Records from a data source:

····················

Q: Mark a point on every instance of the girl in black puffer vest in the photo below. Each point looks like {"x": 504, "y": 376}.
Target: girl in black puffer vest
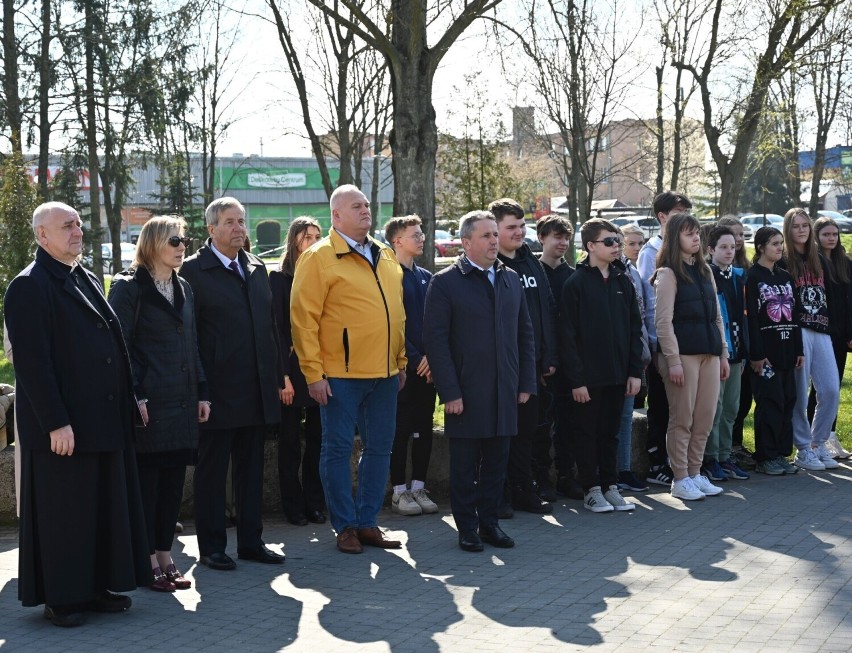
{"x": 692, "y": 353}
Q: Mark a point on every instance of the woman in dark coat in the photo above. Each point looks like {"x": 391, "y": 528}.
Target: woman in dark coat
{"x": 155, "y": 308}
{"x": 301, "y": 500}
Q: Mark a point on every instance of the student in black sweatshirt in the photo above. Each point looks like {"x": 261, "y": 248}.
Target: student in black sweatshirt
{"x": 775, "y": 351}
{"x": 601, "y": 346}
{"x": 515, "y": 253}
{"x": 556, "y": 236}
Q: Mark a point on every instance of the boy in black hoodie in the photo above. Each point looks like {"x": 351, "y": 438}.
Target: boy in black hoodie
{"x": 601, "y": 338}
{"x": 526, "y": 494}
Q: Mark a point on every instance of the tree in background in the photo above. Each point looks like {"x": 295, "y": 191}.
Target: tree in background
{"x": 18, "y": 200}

····················

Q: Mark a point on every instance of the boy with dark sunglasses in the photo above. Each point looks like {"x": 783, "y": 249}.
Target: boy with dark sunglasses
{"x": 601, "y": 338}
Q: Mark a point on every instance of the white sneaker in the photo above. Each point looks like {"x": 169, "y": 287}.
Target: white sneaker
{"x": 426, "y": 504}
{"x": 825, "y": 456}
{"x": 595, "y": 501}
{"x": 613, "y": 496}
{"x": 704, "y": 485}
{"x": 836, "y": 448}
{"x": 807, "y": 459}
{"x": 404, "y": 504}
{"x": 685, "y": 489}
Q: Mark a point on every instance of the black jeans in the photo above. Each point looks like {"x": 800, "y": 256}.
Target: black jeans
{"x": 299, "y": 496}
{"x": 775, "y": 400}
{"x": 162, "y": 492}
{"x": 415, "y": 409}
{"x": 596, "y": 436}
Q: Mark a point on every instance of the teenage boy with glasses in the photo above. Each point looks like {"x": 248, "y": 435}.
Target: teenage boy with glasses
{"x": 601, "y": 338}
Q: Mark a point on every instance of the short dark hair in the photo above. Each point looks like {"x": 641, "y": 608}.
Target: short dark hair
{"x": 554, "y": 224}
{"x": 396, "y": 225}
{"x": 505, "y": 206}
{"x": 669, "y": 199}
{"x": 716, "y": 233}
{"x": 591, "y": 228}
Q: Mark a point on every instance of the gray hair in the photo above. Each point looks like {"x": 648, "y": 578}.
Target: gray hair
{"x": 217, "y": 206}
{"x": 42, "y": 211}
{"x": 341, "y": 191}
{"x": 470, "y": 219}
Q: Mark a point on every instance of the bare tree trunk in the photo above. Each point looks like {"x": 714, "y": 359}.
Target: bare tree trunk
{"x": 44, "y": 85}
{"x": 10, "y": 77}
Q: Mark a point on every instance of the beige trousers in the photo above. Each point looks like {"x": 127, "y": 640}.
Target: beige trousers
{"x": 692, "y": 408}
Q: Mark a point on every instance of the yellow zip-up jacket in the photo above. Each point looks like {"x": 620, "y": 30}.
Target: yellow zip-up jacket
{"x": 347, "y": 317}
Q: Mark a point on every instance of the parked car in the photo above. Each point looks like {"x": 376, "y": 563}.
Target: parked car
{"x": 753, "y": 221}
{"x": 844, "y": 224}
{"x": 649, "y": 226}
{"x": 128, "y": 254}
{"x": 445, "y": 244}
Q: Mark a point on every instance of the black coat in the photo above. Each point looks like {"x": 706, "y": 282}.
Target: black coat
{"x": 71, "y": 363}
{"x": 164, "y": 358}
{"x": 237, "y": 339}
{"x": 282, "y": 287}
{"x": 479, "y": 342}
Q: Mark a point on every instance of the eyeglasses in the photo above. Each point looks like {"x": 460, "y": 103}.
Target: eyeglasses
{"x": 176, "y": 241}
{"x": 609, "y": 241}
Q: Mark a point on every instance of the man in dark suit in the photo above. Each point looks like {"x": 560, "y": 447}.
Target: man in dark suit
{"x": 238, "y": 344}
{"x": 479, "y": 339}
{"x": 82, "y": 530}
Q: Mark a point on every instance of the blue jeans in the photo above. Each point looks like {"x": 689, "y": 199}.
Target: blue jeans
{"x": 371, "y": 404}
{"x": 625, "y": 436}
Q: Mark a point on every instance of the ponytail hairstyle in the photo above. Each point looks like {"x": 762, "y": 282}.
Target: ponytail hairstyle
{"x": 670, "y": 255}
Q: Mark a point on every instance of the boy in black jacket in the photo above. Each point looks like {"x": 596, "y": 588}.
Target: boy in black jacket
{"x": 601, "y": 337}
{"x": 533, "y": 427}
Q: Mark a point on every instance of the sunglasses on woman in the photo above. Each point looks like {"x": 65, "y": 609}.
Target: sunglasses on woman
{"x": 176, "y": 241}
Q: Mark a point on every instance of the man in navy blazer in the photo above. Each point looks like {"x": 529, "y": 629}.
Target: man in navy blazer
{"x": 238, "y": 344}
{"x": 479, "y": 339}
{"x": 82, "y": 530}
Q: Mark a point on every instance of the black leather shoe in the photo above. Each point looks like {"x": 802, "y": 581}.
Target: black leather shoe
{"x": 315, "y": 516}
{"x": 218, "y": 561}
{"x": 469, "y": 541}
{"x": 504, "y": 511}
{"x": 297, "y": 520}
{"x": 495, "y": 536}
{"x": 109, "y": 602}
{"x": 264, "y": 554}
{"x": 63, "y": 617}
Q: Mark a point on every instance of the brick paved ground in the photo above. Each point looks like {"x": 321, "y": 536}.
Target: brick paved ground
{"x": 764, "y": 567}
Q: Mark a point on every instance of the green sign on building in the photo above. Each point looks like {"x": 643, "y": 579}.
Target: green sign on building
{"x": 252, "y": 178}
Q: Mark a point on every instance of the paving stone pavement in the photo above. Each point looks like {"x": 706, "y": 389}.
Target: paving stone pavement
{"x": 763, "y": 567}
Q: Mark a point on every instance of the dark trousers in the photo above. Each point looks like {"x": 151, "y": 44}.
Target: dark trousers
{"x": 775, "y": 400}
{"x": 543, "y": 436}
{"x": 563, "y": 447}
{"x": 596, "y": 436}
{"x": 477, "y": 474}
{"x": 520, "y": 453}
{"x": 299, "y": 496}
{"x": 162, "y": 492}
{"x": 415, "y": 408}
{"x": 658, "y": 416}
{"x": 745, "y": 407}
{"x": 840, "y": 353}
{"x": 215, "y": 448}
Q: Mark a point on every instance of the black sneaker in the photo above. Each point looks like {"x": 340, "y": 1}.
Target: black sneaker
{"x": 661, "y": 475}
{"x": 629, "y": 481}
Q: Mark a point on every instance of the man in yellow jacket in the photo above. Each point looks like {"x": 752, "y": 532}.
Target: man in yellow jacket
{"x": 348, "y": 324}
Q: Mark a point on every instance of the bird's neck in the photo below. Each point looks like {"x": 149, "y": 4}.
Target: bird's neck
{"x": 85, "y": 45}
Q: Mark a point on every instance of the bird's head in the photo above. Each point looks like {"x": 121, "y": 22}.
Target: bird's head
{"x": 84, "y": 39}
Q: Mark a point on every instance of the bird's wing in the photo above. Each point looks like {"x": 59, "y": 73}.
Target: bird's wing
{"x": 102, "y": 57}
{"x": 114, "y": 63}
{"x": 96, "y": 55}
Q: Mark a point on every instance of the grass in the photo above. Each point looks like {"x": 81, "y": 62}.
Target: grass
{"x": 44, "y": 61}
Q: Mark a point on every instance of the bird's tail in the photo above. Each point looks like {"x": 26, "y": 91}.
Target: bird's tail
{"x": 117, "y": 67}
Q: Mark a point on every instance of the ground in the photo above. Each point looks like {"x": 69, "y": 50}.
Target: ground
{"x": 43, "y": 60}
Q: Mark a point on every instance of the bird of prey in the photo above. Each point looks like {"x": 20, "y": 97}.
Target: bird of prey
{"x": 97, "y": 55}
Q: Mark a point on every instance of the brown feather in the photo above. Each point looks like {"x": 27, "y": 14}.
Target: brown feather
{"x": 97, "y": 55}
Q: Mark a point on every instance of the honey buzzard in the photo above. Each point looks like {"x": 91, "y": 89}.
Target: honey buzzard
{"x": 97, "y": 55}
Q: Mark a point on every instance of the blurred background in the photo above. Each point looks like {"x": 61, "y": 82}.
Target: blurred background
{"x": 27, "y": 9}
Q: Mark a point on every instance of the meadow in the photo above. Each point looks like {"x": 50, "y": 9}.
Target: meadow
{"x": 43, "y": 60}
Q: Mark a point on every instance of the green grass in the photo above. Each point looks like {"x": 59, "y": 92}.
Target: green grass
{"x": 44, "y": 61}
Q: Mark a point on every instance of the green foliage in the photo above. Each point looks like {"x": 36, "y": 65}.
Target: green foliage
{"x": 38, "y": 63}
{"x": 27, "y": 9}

····················

If a line in the entries above contains the word "below", copy it.

Q: Mark a point on every instance of the girl in black puffer vest in the photo below. Each point looks like {"x": 504, "y": 376}.
Q: Mark a point on every instance of the bird's neck in the photo below. Each point looks like {"x": 149, "y": 4}.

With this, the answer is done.